Data under study:

########

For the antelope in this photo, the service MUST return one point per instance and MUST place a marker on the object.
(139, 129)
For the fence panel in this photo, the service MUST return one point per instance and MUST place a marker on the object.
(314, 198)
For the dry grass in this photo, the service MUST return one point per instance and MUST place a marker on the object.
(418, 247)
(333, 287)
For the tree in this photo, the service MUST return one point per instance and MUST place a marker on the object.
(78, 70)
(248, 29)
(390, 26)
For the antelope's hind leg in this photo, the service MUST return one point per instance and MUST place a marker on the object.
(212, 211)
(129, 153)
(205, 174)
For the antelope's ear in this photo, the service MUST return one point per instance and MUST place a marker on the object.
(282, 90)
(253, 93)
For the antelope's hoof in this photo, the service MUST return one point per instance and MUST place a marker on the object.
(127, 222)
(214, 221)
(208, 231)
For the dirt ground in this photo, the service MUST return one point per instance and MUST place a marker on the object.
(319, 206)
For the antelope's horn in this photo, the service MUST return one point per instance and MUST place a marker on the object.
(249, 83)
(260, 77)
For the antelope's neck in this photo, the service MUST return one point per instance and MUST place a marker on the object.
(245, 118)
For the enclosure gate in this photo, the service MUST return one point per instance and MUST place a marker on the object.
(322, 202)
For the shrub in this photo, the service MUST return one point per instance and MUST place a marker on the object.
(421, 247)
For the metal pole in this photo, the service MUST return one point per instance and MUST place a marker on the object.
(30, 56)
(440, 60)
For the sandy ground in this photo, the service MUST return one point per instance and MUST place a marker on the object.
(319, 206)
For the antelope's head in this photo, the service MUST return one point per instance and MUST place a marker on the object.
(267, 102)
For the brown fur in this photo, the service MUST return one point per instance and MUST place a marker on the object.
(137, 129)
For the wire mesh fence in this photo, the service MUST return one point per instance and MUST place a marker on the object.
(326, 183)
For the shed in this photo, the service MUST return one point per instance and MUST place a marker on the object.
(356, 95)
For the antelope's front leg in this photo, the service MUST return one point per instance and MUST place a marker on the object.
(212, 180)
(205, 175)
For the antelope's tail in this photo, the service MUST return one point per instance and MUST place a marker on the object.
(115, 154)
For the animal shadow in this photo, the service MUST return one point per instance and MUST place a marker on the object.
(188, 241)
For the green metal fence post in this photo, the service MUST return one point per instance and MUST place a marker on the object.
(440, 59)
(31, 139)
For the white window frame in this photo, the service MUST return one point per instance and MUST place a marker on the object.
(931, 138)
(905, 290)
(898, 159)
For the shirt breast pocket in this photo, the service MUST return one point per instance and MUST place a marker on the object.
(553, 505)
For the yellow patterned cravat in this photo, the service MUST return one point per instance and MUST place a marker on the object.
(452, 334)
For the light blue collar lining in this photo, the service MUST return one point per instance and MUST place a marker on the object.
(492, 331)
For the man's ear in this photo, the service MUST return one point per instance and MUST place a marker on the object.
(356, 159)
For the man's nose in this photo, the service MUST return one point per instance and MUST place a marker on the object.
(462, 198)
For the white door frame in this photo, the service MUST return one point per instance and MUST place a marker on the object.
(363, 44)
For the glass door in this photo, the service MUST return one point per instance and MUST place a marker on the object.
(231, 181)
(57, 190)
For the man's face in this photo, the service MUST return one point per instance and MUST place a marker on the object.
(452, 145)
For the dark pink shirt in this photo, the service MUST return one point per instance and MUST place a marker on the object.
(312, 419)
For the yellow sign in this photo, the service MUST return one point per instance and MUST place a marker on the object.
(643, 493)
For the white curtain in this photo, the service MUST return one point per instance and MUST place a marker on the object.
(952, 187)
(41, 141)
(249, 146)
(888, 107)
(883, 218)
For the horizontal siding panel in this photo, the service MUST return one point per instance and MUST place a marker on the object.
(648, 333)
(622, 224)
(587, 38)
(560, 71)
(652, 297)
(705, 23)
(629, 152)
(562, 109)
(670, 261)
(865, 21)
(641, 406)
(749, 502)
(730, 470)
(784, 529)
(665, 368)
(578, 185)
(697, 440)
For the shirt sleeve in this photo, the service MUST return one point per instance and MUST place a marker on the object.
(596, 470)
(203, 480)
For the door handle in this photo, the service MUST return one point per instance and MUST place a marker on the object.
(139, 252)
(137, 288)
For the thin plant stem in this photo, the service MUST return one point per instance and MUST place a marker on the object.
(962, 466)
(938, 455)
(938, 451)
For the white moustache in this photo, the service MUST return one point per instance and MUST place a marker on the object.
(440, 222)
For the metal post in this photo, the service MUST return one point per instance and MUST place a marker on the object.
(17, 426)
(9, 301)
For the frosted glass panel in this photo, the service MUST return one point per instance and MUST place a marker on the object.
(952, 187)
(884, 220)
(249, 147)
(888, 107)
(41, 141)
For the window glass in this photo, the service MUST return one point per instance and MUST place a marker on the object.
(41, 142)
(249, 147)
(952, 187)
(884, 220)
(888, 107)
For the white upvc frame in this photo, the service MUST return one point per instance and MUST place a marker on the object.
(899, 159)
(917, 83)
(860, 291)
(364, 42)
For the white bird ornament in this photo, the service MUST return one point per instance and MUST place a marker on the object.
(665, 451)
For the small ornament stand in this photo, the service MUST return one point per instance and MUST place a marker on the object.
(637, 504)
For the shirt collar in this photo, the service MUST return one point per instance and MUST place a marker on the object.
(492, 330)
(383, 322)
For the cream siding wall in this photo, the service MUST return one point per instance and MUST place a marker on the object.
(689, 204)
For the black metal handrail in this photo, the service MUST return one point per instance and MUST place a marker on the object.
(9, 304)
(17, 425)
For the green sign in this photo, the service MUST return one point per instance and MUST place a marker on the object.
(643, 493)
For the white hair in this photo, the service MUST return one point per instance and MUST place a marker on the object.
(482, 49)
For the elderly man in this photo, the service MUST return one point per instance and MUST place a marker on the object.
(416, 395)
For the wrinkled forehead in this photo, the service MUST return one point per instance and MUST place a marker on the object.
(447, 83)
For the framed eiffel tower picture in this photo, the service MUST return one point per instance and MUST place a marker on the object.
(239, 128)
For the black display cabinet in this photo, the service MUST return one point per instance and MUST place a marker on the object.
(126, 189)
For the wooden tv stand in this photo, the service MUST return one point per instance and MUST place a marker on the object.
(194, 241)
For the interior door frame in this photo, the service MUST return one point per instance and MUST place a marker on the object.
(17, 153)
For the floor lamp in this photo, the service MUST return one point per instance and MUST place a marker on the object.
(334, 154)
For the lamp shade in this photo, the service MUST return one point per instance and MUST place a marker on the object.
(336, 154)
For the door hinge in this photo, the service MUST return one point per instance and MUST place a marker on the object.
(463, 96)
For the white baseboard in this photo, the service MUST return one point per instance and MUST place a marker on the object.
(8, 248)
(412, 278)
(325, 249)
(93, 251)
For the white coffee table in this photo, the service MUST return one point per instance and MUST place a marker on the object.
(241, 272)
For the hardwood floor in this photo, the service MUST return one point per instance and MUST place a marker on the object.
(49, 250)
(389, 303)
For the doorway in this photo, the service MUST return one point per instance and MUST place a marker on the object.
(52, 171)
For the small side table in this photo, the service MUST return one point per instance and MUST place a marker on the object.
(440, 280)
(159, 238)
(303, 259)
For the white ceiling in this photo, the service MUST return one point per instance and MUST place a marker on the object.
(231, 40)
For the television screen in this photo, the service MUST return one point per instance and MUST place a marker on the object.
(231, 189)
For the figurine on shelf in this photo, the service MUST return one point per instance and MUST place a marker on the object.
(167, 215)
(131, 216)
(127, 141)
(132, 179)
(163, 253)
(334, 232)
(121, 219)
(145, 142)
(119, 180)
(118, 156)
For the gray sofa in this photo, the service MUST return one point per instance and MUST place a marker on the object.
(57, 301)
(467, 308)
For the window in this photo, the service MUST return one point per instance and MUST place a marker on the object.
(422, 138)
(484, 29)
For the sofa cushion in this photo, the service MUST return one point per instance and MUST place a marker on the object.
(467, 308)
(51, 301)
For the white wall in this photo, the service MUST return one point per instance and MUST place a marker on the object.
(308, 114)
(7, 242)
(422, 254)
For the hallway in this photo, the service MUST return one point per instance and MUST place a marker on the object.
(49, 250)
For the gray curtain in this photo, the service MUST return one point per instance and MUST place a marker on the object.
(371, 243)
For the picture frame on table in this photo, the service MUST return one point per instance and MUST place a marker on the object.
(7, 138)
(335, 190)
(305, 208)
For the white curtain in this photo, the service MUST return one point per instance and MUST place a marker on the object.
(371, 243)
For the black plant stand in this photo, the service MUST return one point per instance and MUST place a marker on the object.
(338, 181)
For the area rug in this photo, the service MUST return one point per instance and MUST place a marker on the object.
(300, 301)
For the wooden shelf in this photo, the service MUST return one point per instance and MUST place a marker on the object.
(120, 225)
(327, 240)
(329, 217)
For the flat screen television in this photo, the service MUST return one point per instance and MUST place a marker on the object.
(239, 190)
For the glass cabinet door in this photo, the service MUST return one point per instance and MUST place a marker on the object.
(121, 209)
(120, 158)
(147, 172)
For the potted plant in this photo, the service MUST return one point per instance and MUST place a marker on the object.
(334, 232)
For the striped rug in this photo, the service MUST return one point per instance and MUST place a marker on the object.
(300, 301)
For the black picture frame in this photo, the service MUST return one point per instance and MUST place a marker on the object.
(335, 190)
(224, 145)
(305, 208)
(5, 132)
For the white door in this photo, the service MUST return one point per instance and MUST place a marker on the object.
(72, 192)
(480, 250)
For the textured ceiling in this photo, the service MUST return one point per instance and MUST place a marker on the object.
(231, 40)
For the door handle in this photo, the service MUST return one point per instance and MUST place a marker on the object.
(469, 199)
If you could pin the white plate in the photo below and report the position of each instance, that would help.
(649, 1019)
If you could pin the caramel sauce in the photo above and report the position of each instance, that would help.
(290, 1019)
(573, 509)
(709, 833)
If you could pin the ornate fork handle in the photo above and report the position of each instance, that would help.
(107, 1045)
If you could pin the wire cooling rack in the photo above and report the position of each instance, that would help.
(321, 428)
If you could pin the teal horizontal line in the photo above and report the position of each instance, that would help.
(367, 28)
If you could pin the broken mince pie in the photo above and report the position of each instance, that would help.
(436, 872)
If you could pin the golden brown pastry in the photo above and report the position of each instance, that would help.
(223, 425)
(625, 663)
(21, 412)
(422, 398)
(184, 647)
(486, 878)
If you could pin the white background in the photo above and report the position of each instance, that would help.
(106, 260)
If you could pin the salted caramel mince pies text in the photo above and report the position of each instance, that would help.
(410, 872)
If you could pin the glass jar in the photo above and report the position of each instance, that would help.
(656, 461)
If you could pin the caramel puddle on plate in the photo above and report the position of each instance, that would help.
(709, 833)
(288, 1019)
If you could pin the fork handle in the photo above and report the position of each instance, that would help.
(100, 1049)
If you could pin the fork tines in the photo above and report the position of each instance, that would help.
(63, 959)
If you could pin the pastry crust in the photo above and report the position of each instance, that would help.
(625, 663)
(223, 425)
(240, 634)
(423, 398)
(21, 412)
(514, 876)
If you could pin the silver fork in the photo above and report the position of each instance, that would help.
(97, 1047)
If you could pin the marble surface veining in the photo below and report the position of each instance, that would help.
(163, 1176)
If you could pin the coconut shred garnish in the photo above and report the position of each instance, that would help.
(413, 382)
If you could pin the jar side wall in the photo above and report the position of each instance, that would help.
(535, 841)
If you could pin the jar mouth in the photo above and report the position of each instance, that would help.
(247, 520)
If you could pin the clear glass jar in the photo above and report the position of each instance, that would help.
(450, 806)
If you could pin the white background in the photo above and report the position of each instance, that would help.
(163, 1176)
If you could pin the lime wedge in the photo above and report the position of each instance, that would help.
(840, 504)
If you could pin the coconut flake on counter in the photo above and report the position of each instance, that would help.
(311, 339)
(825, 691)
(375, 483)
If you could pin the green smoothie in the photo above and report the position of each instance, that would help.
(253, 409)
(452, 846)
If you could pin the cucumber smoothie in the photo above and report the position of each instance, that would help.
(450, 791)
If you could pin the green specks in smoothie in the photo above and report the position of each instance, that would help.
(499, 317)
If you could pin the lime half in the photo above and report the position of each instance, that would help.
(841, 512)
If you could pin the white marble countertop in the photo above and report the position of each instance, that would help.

########

How to complete this task:
All that should be returned is the run of lines from the one with "If you could pin the green specks" to the last line of the material above, copied exactly.

Task result:
If you could pin the green specks in smoothie in the photo above and report the position of each instance, that would help.
(499, 317)
If you could pin the lime half in the photo above and report the position of each instance, that would help.
(841, 512)
If you could pin the white marble countertop in the photo above and report the position of each instance, that would help.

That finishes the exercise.